◆ **Material for this exercise**
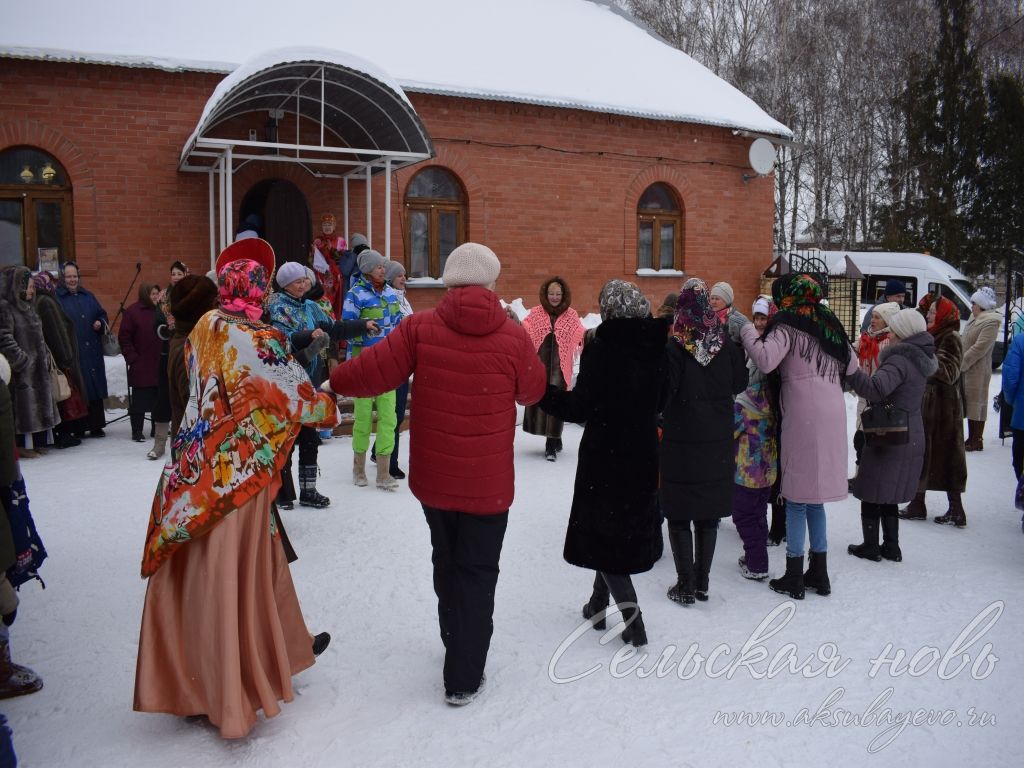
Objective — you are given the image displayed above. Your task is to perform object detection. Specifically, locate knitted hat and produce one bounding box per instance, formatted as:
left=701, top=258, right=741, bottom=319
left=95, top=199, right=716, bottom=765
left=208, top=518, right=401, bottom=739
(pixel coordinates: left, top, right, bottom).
left=871, top=301, right=902, bottom=326
left=278, top=261, right=309, bottom=288
left=598, top=280, right=650, bottom=321
left=384, top=259, right=406, bottom=283
left=169, top=274, right=217, bottom=326
left=751, top=296, right=771, bottom=317
left=441, top=243, right=502, bottom=288
left=883, top=278, right=906, bottom=296
left=351, top=232, right=370, bottom=253
left=889, top=309, right=928, bottom=339
left=708, top=283, right=733, bottom=306
left=355, top=248, right=387, bottom=274
left=971, top=286, right=999, bottom=309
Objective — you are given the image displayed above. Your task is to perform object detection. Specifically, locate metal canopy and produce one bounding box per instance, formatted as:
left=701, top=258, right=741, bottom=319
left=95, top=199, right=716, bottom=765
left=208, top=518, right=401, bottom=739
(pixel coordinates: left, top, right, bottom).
left=178, top=48, right=434, bottom=264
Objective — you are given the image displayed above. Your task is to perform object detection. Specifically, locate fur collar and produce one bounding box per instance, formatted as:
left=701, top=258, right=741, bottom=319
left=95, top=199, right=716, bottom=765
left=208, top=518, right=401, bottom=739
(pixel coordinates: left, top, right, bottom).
left=879, top=331, right=939, bottom=379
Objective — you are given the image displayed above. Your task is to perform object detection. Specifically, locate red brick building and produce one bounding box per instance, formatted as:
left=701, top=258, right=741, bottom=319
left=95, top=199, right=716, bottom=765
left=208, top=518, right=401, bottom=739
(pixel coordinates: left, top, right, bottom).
left=0, top=0, right=788, bottom=314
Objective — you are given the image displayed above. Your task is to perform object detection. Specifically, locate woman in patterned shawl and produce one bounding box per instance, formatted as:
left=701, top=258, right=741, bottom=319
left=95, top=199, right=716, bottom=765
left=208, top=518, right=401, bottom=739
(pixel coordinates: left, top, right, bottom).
left=134, top=239, right=337, bottom=738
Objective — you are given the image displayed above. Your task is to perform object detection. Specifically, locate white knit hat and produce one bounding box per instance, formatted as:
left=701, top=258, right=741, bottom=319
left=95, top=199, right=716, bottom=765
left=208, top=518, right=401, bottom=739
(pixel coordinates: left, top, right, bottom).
left=441, top=243, right=502, bottom=288
left=278, top=261, right=308, bottom=288
left=971, top=286, right=999, bottom=309
left=889, top=309, right=928, bottom=339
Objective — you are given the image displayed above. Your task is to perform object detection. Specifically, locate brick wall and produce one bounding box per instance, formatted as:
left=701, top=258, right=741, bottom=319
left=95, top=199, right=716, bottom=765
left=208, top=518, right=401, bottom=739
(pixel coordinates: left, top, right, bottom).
left=0, top=59, right=773, bottom=312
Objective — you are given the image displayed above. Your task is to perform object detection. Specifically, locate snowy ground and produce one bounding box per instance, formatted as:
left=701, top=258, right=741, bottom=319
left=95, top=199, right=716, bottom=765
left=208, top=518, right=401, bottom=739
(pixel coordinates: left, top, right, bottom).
left=0, top=376, right=1024, bottom=768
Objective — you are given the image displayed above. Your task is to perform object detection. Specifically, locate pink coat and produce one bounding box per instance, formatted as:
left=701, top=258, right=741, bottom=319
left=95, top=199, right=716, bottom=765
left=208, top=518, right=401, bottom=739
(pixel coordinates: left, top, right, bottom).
left=740, top=325, right=858, bottom=504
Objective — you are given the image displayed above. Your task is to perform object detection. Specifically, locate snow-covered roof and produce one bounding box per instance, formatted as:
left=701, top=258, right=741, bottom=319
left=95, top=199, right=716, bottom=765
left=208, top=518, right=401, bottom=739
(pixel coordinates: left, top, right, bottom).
left=0, top=0, right=793, bottom=137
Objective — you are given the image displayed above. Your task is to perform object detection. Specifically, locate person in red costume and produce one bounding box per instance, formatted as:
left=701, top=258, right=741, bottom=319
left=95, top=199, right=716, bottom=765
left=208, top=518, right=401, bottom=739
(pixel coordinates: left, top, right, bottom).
left=309, top=213, right=348, bottom=321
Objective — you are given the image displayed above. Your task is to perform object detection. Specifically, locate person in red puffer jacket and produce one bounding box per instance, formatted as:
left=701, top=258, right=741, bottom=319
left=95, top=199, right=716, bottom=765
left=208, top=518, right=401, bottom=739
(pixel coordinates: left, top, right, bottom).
left=331, top=243, right=547, bottom=706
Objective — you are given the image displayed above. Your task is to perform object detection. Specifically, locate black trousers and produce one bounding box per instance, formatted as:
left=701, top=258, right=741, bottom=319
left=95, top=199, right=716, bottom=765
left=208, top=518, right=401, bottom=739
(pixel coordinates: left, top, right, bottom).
left=423, top=506, right=509, bottom=693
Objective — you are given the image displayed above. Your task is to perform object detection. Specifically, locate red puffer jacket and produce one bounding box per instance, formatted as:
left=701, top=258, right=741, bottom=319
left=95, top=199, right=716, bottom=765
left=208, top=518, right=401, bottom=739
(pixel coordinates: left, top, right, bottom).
left=331, top=286, right=547, bottom=515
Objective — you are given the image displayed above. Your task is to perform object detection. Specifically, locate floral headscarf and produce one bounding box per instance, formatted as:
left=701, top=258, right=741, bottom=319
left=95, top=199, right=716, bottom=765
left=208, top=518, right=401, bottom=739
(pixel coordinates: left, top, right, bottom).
left=217, top=259, right=270, bottom=323
left=672, top=278, right=726, bottom=366
left=762, top=273, right=850, bottom=381
left=918, top=293, right=959, bottom=336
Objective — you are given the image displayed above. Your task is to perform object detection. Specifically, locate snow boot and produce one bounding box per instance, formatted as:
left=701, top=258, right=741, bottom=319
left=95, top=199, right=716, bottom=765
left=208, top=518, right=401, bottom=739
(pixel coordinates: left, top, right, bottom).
left=802, top=552, right=831, bottom=597
left=897, top=492, right=928, bottom=520
left=583, top=571, right=608, bottom=630
left=669, top=523, right=696, bottom=605
left=768, top=555, right=804, bottom=600
left=935, top=490, right=967, bottom=528
left=146, top=421, right=171, bottom=461
left=846, top=514, right=884, bottom=562
left=299, top=464, right=331, bottom=509
left=879, top=513, right=903, bottom=562
left=352, top=451, right=367, bottom=488
left=377, top=454, right=398, bottom=490
left=693, top=527, right=718, bottom=602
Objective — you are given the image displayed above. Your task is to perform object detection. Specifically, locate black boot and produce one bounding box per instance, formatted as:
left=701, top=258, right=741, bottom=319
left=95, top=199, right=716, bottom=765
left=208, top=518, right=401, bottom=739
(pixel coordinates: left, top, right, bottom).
left=601, top=573, right=647, bottom=648
left=802, top=552, right=831, bottom=597
left=583, top=572, right=608, bottom=630
left=879, top=509, right=903, bottom=562
left=846, top=512, right=880, bottom=562
left=693, top=527, right=718, bottom=602
left=299, top=464, right=331, bottom=509
left=669, top=523, right=695, bottom=605
left=768, top=555, right=804, bottom=600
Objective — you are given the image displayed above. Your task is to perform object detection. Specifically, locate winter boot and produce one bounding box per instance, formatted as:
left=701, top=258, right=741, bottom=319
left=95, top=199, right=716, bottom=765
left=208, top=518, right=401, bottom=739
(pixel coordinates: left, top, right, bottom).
left=352, top=451, right=367, bottom=488
left=669, top=523, right=696, bottom=605
left=935, top=490, right=967, bottom=528
left=768, top=555, right=804, bottom=600
left=964, top=419, right=985, bottom=452
left=802, top=548, right=827, bottom=597
left=0, top=630, right=43, bottom=698
left=377, top=454, right=398, bottom=490
left=897, top=493, right=928, bottom=520
left=693, top=527, right=718, bottom=602
left=146, top=421, right=171, bottom=461
left=583, top=572, right=608, bottom=630
left=846, top=514, right=880, bottom=562
left=299, top=464, right=331, bottom=509
left=879, top=514, right=903, bottom=562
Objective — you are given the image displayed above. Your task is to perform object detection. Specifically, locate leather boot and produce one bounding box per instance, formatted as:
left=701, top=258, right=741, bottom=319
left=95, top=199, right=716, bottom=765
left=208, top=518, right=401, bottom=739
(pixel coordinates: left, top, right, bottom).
left=669, top=523, right=696, bottom=605
left=601, top=573, right=647, bottom=648
left=693, top=527, right=718, bottom=602
left=964, top=419, right=985, bottom=452
left=935, top=490, right=967, bottom=528
left=802, top=552, right=831, bottom=597
left=897, top=493, right=928, bottom=520
left=352, top=451, right=367, bottom=488
left=879, top=513, right=903, bottom=562
left=768, top=555, right=804, bottom=600
left=583, top=572, right=608, bottom=630
left=377, top=454, right=398, bottom=490
left=846, top=512, right=880, bottom=562
left=146, top=421, right=171, bottom=461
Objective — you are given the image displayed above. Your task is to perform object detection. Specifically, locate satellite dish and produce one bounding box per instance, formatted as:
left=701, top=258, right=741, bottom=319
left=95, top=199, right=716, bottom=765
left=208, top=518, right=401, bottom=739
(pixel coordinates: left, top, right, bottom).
left=750, top=138, right=775, bottom=176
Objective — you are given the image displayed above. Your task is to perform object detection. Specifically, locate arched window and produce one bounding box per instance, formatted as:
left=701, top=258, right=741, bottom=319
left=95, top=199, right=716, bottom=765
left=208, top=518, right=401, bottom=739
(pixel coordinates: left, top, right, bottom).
left=0, top=146, right=75, bottom=271
left=406, top=166, right=466, bottom=278
left=637, top=182, right=683, bottom=270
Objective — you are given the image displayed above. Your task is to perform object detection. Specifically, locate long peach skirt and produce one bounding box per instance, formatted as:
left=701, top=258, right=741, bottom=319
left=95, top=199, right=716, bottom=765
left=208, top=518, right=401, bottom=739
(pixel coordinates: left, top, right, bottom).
left=134, top=489, right=313, bottom=738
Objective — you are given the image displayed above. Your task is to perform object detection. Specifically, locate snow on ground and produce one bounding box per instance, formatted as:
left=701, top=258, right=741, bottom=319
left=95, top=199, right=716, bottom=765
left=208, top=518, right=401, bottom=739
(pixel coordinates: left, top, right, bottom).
left=0, top=376, right=1024, bottom=768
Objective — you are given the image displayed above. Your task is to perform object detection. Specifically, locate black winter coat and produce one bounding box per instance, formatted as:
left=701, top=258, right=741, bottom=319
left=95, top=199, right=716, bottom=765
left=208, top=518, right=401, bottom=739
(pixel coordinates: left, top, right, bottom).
left=540, top=318, right=668, bottom=574
left=662, top=339, right=746, bottom=521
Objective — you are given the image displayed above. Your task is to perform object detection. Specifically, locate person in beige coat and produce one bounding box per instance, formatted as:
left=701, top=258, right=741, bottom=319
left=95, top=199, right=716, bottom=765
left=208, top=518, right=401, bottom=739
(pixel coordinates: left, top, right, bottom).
left=962, top=286, right=1001, bottom=451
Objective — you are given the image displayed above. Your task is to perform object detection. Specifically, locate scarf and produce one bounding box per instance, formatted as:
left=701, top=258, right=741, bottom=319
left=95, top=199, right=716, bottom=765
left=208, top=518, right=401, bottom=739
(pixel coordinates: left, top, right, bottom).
left=918, top=293, right=959, bottom=338
left=762, top=273, right=850, bottom=381
left=672, top=278, right=725, bottom=366
left=217, top=259, right=270, bottom=323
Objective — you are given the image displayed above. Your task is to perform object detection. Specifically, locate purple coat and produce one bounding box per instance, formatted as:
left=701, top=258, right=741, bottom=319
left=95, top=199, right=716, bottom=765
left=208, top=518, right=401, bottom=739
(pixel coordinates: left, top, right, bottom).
left=118, top=301, right=161, bottom=387
left=740, top=325, right=858, bottom=504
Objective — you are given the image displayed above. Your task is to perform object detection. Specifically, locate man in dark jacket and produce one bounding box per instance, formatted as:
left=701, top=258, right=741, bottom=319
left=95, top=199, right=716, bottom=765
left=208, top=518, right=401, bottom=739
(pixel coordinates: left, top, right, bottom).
left=331, top=243, right=547, bottom=706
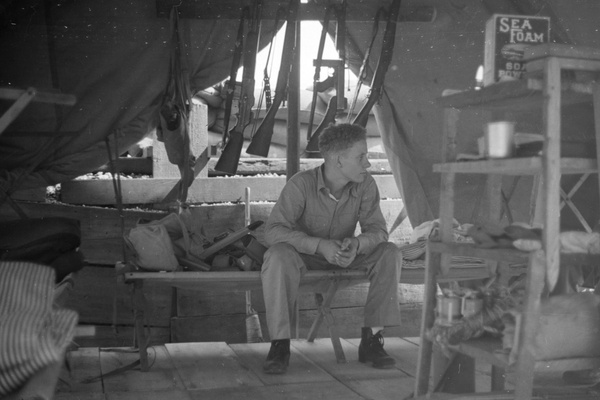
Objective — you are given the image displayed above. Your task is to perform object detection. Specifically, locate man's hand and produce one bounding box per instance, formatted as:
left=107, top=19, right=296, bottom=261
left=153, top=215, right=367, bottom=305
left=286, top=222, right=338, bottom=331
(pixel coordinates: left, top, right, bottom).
left=317, top=239, right=341, bottom=265
left=335, top=238, right=358, bottom=268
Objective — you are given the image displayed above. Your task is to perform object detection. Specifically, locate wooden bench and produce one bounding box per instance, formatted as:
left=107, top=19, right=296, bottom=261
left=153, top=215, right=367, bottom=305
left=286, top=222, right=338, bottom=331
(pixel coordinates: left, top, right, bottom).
left=124, top=266, right=521, bottom=371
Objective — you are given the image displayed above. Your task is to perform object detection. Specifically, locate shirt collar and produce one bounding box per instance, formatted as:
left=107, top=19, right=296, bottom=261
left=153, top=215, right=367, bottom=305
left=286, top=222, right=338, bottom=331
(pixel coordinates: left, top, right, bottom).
left=317, top=164, right=359, bottom=197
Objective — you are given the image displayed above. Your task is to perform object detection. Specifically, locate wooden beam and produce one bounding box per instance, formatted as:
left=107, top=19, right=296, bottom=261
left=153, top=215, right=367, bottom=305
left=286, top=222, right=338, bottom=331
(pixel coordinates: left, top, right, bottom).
left=94, top=157, right=392, bottom=176
left=156, top=0, right=436, bottom=22
left=61, top=175, right=401, bottom=205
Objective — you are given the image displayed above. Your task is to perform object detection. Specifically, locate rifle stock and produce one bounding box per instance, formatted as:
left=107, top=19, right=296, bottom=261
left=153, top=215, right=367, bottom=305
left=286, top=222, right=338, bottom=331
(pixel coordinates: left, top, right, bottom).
left=306, top=96, right=337, bottom=158
left=352, top=0, right=400, bottom=127
left=246, top=0, right=299, bottom=157
left=223, top=7, right=249, bottom=145
left=215, top=0, right=261, bottom=175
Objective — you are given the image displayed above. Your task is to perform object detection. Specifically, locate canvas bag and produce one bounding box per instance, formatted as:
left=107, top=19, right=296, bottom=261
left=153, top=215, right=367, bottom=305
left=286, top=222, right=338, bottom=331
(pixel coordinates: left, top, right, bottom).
left=124, top=224, right=179, bottom=271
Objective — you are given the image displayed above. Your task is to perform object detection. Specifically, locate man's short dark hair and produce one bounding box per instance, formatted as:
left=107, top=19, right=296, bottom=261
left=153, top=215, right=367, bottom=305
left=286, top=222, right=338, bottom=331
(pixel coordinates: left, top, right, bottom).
left=319, top=124, right=367, bottom=157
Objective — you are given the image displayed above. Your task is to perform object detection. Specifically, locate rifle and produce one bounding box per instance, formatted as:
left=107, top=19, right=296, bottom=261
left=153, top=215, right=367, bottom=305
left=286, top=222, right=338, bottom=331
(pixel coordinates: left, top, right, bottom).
left=305, top=60, right=344, bottom=158
left=348, top=7, right=385, bottom=122
left=222, top=7, right=245, bottom=146
left=352, top=0, right=400, bottom=127
left=306, top=6, right=331, bottom=140
left=215, top=0, right=262, bottom=175
left=305, top=0, right=346, bottom=158
left=246, top=0, right=299, bottom=157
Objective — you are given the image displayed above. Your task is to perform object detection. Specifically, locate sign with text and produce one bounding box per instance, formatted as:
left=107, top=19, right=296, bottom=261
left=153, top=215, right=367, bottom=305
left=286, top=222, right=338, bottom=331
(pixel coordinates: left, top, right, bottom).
left=483, top=14, right=550, bottom=86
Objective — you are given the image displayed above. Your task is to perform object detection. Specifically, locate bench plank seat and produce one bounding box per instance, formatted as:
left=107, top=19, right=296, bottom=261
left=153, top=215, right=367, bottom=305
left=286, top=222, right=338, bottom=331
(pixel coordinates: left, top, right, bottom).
left=124, top=264, right=524, bottom=371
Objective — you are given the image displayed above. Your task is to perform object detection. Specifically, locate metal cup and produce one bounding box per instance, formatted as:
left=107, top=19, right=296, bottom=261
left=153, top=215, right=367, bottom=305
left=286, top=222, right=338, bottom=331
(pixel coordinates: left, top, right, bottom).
left=484, top=121, right=515, bottom=158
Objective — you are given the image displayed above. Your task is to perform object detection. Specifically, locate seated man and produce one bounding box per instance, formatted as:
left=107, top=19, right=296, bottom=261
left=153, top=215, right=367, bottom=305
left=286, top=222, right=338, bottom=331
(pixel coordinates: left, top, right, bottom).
left=261, top=124, right=401, bottom=374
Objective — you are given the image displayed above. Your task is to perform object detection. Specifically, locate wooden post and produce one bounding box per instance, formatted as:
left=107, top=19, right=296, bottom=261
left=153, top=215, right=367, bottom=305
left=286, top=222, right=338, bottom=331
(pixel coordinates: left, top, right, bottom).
left=286, top=0, right=300, bottom=179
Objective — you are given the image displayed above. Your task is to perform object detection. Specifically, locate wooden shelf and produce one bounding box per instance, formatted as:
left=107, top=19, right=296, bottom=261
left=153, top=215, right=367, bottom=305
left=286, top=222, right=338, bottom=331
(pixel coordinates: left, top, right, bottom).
left=436, top=78, right=593, bottom=111
left=433, top=157, right=598, bottom=175
left=428, top=242, right=528, bottom=264
left=429, top=242, right=600, bottom=269
left=449, top=336, right=600, bottom=372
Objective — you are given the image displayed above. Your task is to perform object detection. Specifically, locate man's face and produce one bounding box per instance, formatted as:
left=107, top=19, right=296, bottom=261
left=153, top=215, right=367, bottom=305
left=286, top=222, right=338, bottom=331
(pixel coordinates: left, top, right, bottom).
left=338, top=140, right=371, bottom=183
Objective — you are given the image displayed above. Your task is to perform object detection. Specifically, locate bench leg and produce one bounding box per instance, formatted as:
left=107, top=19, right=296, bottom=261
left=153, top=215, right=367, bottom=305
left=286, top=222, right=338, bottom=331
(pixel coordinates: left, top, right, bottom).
left=133, top=281, right=149, bottom=372
left=307, top=280, right=346, bottom=363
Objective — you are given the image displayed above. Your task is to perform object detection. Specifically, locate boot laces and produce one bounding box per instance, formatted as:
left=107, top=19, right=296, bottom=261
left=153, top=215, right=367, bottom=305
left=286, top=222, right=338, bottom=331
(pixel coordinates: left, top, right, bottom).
left=370, top=332, right=387, bottom=356
left=267, top=341, right=287, bottom=360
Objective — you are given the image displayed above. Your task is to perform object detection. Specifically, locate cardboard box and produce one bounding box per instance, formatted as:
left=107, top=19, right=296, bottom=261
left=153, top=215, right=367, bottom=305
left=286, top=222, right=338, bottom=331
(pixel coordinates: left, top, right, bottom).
left=483, top=14, right=550, bottom=86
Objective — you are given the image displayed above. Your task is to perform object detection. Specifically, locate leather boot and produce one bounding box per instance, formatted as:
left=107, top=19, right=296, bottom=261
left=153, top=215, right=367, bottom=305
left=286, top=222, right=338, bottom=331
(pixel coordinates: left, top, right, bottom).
left=358, top=328, right=396, bottom=369
left=263, top=339, right=290, bottom=375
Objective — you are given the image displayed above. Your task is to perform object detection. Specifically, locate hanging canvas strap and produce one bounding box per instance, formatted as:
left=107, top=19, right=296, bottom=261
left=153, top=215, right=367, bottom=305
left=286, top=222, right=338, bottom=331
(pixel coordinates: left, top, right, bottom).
left=157, top=7, right=194, bottom=203
left=347, top=7, right=385, bottom=122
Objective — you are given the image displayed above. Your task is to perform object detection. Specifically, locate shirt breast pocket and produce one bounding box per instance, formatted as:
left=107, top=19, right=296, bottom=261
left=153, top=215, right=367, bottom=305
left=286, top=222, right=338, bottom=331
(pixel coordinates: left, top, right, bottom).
left=303, top=214, right=331, bottom=237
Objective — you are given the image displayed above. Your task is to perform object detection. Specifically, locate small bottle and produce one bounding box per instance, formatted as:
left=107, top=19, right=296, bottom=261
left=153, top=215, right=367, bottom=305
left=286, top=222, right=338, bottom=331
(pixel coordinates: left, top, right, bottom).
left=475, top=65, right=483, bottom=90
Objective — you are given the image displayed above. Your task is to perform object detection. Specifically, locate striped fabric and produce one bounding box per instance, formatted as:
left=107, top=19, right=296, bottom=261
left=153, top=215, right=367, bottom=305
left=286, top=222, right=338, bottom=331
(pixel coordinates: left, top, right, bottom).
left=0, top=261, right=78, bottom=398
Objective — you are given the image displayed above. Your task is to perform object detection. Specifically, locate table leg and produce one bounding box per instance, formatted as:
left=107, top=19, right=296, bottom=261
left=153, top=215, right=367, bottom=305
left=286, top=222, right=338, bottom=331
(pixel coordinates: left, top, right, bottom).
left=133, top=280, right=149, bottom=372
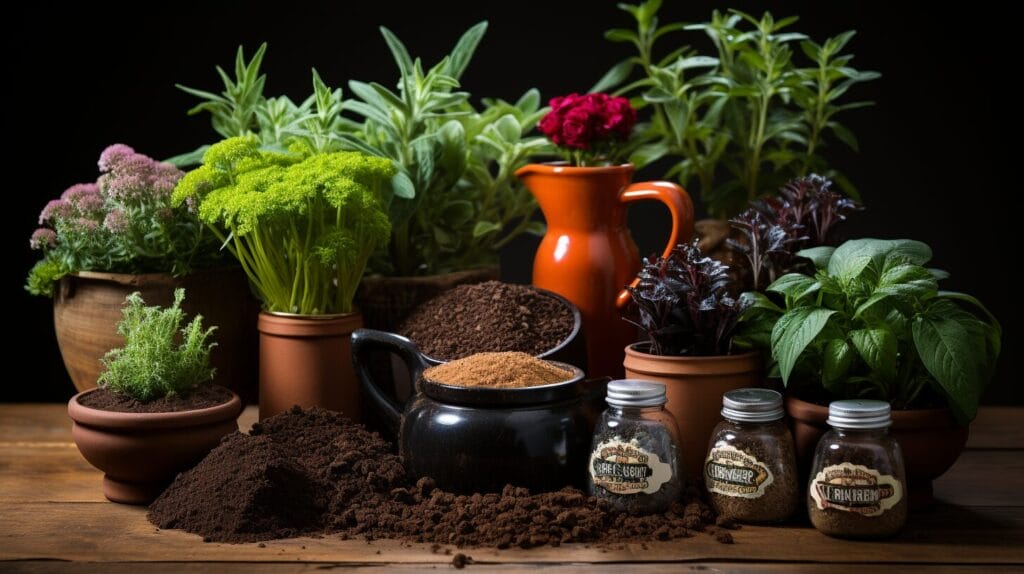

◆ **Given instruction**
Starting at the beginning of the records and stopping after the line containing "left=883, top=278, right=906, bottom=296", express those items as a two-column CSV with headers input and output: one row per item, with the item text and its answer each in one quoted field and line breaks turned into spaces. Leave the pictures out.

◆ **Answer for this exercise**
input,output
"Objective — you are given the image displayed above. Your task is to perform object detection. Specifically, locate knitted hat and produce one bounding box per instance, formatted as: left=701, top=258, right=741, bottom=319 left=95, top=199, right=716, bottom=765 left=208, top=518, right=401, bottom=739 (pixel coordinates: left, top, right, bottom).","left=871, top=301, right=902, bottom=326 left=278, top=261, right=309, bottom=288 left=598, top=280, right=650, bottom=321 left=384, top=259, right=406, bottom=283 left=169, top=274, right=217, bottom=326 left=751, top=296, right=771, bottom=317 left=441, top=243, right=502, bottom=288 left=883, top=278, right=906, bottom=296"